Could you repeat every entry below word for word, leaving out the pictures?

=== Section Start ===

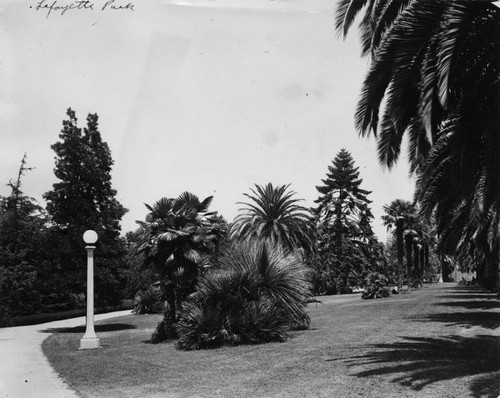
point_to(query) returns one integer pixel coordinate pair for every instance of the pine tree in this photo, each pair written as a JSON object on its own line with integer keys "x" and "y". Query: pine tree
{"x": 84, "y": 199}
{"x": 346, "y": 243}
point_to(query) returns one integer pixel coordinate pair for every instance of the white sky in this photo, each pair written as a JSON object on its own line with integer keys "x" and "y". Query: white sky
{"x": 208, "y": 96}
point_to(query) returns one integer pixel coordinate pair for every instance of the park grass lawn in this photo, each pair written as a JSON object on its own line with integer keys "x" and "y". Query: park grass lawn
{"x": 439, "y": 341}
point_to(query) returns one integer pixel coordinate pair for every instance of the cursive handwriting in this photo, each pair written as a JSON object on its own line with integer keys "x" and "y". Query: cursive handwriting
{"x": 76, "y": 5}
{"x": 54, "y": 6}
{"x": 111, "y": 4}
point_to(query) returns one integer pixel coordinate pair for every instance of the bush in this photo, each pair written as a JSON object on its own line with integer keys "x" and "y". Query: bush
{"x": 19, "y": 291}
{"x": 149, "y": 301}
{"x": 254, "y": 296}
{"x": 376, "y": 287}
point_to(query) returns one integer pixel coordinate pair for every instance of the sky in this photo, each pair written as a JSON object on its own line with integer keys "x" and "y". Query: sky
{"x": 206, "y": 96}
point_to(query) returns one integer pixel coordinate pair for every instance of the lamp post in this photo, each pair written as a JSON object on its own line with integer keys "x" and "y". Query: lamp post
{"x": 90, "y": 339}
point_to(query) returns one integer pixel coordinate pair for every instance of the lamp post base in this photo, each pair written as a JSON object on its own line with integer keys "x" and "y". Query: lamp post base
{"x": 89, "y": 343}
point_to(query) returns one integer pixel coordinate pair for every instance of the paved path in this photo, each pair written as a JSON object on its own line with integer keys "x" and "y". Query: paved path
{"x": 24, "y": 370}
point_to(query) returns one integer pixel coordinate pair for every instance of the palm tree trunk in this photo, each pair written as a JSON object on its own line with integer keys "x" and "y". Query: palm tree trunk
{"x": 409, "y": 255}
{"x": 400, "y": 248}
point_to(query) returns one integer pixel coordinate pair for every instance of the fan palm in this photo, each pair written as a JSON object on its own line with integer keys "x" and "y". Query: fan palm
{"x": 255, "y": 295}
{"x": 174, "y": 238}
{"x": 273, "y": 215}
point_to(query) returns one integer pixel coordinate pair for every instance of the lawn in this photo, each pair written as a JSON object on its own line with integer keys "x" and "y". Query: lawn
{"x": 439, "y": 341}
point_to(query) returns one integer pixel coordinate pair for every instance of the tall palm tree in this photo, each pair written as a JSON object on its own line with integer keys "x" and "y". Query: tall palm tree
{"x": 436, "y": 67}
{"x": 273, "y": 215}
{"x": 176, "y": 237}
{"x": 399, "y": 216}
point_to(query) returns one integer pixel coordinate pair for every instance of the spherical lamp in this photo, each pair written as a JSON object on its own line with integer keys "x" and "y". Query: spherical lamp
{"x": 90, "y": 237}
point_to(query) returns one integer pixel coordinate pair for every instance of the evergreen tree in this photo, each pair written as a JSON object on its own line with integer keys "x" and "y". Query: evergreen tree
{"x": 345, "y": 242}
{"x": 84, "y": 199}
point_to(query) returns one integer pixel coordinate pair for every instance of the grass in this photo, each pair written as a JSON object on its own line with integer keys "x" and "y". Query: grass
{"x": 60, "y": 315}
{"x": 440, "y": 341}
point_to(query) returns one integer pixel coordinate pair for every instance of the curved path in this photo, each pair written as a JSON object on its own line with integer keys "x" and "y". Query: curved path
{"x": 24, "y": 370}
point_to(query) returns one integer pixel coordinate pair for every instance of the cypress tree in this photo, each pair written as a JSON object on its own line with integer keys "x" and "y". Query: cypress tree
{"x": 84, "y": 199}
{"x": 346, "y": 242}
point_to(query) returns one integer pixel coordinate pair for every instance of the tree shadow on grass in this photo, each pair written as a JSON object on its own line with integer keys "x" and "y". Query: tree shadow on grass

=== Section End ===

__Task result__
point_to(query) returns one integer pixel coordinate pair for every instance of the pine tree in this photo, each pair written as a JSON object on its own line with integer keys "x" and "y". Query: pine tree
{"x": 84, "y": 199}
{"x": 346, "y": 243}
point_to(query) returns one integer pixel coordinate pair for every instance of the white sky in this photo, each pair written as a JSON object on its own line with integer keys "x" and "y". Query: white sky
{"x": 208, "y": 96}
point_to(query) returns one integer pixel coordinate pair for every instance of the park grass lawn in this photo, each pair written as a JSON object on its own line with integer keys "x" and "y". Query: park grass lawn
{"x": 439, "y": 341}
point_to(query) returns one integer pixel coordinate pair for every instance of the cursive handwriting in this photo, each pair written as a JSON object on its own line with integer keys "x" and "y". Query: cursive handwriting
{"x": 76, "y": 5}
{"x": 54, "y": 6}
{"x": 111, "y": 4}
point_to(query) returns one integer pixel coordinate pair for every instance of the bush in this photo, each pair written as a JSON object on its own line with integer keys "x" and "y". Query: bush
{"x": 19, "y": 291}
{"x": 149, "y": 301}
{"x": 254, "y": 296}
{"x": 376, "y": 287}
point_to(query) returns one integer pixel coordinate pair for every instance of the sky in this photo, each pair written as a JSON object on its own line with integer keys "x" and "y". Query: sky
{"x": 206, "y": 96}
point_to(query) returns one integer pixel coordinate pair for every instance of the lamp post in this photo, each pair written as a JSON object on its own line with integer keys "x" and "y". Query: lamp post
{"x": 90, "y": 339}
point_to(query) returns one integer pixel coordinate pair for every instance of the lamp post base in this photo, each pair written as a JSON object on its own line with integer keys "x" and "y". Query: lamp post base
{"x": 89, "y": 343}
point_to(query) returns one integer pixel coordinate pair for every instance of the paved path in this photo, each pair written as a JSON object on its own line with integer keys "x" and "y". Query: paved path
{"x": 24, "y": 370}
point_to(query) returns one integer pixel coordinate pair for every instance of the palm tree trunk in this photo, each pair written as a JSON object on its own line with integer keys "x" and "y". Query: palm tree trunk
{"x": 409, "y": 255}
{"x": 400, "y": 248}
point_to(query) returns one integer pixel coordinate pair for every instance of the fan palm in this photo, each pair written as a JSON object on its own line with integer keys "x" and "y". Query: fan palm
{"x": 255, "y": 295}
{"x": 174, "y": 238}
{"x": 273, "y": 215}
point_to(query) returns one integer pixel coordinate pair for every instance of the lawn in this photo, each pair written as a JSON object on its own line with integer keys "x" and "y". Query: lawn
{"x": 439, "y": 341}
point_to(query) returns one integer pixel coordinate pair for every instance of the tall palm tree in this photo, each pair written as a JSON object on its own line with integer keys "x" and "y". Query: tall palm tree
{"x": 436, "y": 67}
{"x": 273, "y": 215}
{"x": 176, "y": 237}
{"x": 399, "y": 216}
point_to(query) returns one integer pixel coordinate pair for every instance of the spherical lamp in this photo, each pair written as a JSON object on its own line with integer keys "x" and "y". Query: spherical lamp
{"x": 90, "y": 237}
point_to(query) returns one integer pixel coordinate pair for every instance of the evergreen tree in this photo, each pair written as a JSON object on its own line with integer keys "x" and "y". Query: evergreen tree
{"x": 345, "y": 242}
{"x": 84, "y": 199}
point_to(query) returns one integer pixel coordinate pair for every instance of the grass in this photo, each pair written as a JSON object on its own line with integer keys "x" and "y". Query: grass
{"x": 60, "y": 315}
{"x": 440, "y": 341}
point_to(query) returns one integer pixel coordinate pair for every instance of the curved path in this photo, each pair written as a JSON object on its own line with integer keys "x" and "y". Query: curved path
{"x": 24, "y": 370}
point_to(query) returns one integer pixel coordinate pair for every instance of the cypress tree in this photo, each pair written as a JSON object on its own line with integer keys "x" and "y". Query: cypress tree
{"x": 84, "y": 199}
{"x": 346, "y": 242}
point_to(query) returns one integer pixel coordinate pair for every instance of the tree shadow on grass in this photo, each pair written as a JSON object on its own line with integer keys "x" and "y". Query: tree shadow on grass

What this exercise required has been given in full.